Bet Type

Totals (Over/Under) Betting


A total — also called an over/under — is a wager on the combined score of both teams. You're not picking a winner; you're betting on whether the game will be high-scoring or low-scoring relative to the posted number.

How Totals Work

The sportsbook posts a number (e.g., 226.5 for an NBA game) and offers both sides at –110:

  • Over 226.5 — combined score must be 227 or higher
  • Under 226.5 — combined score must be 226 or lower

Oregon Example: Trail Blazers vs. Warriors Total 230.5

Say the Trail Blazers host Golden State at the Moda Center, total set at 230.5. If the final is Blazers 118 – Warriors 116 (combined 234), the over cashes. Final of 115–114 (229) → under cashes.

Soccer Totals

In soccer (e.g., Portland Timbers matches), totals are nearly always set at 2.5 goals — the average MLS game scores 2.8 goals. Sub-options include "team totals" (just one team's goals), exact-score variants, and 1st-half / 2nd-half totals.

### SUPPLIED DATA
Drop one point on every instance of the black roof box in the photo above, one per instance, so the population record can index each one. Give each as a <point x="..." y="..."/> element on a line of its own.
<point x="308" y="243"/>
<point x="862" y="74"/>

### STATED PROBLEM
Please transcribe, word for word, the part of the over/under betting guide starting with "Totals (Over/Under) Betting" and going on through "the posted number.".

### RESPONSE
Totals (Over/Under) Betting


A total — also called an over/under — is a wager on the combined score of both teams. You're not picking a winner; you're betting on whether the game will be high-scoring or low-scoring relative to the posted number.